> [Exercise input]
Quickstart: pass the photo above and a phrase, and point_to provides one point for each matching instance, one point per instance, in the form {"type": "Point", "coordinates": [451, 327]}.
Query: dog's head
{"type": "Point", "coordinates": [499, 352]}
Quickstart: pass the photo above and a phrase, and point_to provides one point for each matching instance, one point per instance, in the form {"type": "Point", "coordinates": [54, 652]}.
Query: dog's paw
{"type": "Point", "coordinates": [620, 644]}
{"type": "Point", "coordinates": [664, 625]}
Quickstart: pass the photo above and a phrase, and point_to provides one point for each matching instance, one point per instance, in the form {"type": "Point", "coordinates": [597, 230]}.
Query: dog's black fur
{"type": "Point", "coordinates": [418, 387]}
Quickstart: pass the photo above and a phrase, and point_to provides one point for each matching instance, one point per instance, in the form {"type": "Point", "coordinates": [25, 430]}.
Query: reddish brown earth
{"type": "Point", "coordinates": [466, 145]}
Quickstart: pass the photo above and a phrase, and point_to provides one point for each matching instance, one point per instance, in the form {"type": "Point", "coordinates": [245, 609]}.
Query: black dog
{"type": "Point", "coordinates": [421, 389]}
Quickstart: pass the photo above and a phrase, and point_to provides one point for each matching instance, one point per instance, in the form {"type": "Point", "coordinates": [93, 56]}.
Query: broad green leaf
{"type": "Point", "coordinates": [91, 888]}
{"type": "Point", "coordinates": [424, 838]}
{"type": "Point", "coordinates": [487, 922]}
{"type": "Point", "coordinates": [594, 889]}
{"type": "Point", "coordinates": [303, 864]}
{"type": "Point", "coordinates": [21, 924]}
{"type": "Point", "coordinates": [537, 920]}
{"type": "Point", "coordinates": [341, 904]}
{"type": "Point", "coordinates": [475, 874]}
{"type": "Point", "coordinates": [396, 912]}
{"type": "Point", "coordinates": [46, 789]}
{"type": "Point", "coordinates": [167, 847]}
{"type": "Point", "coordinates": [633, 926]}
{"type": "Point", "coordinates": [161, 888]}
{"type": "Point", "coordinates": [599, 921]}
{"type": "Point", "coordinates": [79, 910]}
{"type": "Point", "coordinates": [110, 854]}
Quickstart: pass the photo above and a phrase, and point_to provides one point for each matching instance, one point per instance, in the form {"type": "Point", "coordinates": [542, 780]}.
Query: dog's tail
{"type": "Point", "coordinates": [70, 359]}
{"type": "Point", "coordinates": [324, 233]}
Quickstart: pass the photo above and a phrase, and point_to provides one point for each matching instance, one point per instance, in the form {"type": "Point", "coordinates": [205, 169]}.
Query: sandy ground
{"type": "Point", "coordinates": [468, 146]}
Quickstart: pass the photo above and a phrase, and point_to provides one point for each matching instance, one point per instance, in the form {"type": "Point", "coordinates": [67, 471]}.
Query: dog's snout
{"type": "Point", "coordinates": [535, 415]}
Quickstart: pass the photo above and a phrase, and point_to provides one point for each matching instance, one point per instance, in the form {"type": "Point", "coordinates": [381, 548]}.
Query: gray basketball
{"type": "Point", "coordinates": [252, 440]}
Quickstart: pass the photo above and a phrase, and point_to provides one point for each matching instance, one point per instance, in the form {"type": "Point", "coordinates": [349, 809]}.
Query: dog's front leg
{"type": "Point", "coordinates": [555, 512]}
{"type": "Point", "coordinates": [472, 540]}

> [What is expected] Every record here must be output exactly, word for word.

> [Exercise solution]
Quickstart: pass the photo above and a phrase, and point_to provides one point for each matching instance, one point per instance, in the form {"type": "Point", "coordinates": [451, 327]}.
Query: dog's head
{"type": "Point", "coordinates": [499, 352]}
Quickstart: pass the photo above and a phrase, and point_to provides one point for each matching instance, one point per instance, in the form {"type": "Point", "coordinates": [54, 652]}.
Query: dog's paw
{"type": "Point", "coordinates": [620, 644]}
{"type": "Point", "coordinates": [664, 625]}
Quickstart: pass the photo above and a phrase, and point_to provides one point for each matching instance, one point per instance, in the form {"type": "Point", "coordinates": [597, 230]}.
Query: dog's black fur
{"type": "Point", "coordinates": [418, 387]}
Quickstart: pass the photo above and a phrase, and point_to provides one point for each matching instance, one point per instance, in the form {"type": "Point", "coordinates": [25, 430]}.
Query: reddish brown earth
{"type": "Point", "coordinates": [466, 145]}
Quickstart: pass the photo above and a phrase, and point_to provides one point for each matching instance, one point per instance, in the form {"type": "Point", "coordinates": [245, 609]}.
Query: black dog
{"type": "Point", "coordinates": [421, 389]}
Quickstart: pass the photo above and a phrase, and point_to provides one point for each matching instance, one point per instance, in the form {"type": "Point", "coordinates": [93, 56]}.
Query: broad green leaf
{"type": "Point", "coordinates": [91, 888]}
{"type": "Point", "coordinates": [424, 838]}
{"type": "Point", "coordinates": [487, 922]}
{"type": "Point", "coordinates": [594, 889]}
{"type": "Point", "coordinates": [303, 864]}
{"type": "Point", "coordinates": [21, 924]}
{"type": "Point", "coordinates": [537, 920]}
{"type": "Point", "coordinates": [341, 904]}
{"type": "Point", "coordinates": [475, 874]}
{"type": "Point", "coordinates": [396, 912]}
{"type": "Point", "coordinates": [46, 789]}
{"type": "Point", "coordinates": [167, 847]}
{"type": "Point", "coordinates": [633, 926]}
{"type": "Point", "coordinates": [161, 888]}
{"type": "Point", "coordinates": [599, 921]}
{"type": "Point", "coordinates": [79, 910]}
{"type": "Point", "coordinates": [110, 854]}
Quickstart: pass the photo above and a phrase, and point_to provides one point for each matching instance, one point per instance, in the form {"type": "Point", "coordinates": [542, 780]}.
Query: dog's tail
{"type": "Point", "coordinates": [70, 359]}
{"type": "Point", "coordinates": [324, 233]}
Quickstart: pass the photo above and a phrase, and point_to provides one point for each matching instance, one point per instance, in the form {"type": "Point", "coordinates": [205, 169]}.
Query: sandy ground
{"type": "Point", "coordinates": [468, 146]}
Quickstart: pass the photo above and a phrase, and point_to provides one point for each matching instance, one point per instance, in the form {"type": "Point", "coordinates": [67, 471]}.
Query: dog's snout
{"type": "Point", "coordinates": [535, 415]}
Quickstart: pass the photo above and a phrase, and point_to provides one point for each matching instance, one point per instance, in the form {"type": "Point", "coordinates": [381, 548]}.
Query: gray basketball
{"type": "Point", "coordinates": [252, 440]}
Quickstart: pass the photo above and a phrase, and point_to provides one point for each matching instance, one point per instance, in the form {"type": "Point", "coordinates": [349, 809]}.
Query: dog's front leg
{"type": "Point", "coordinates": [555, 512]}
{"type": "Point", "coordinates": [472, 540]}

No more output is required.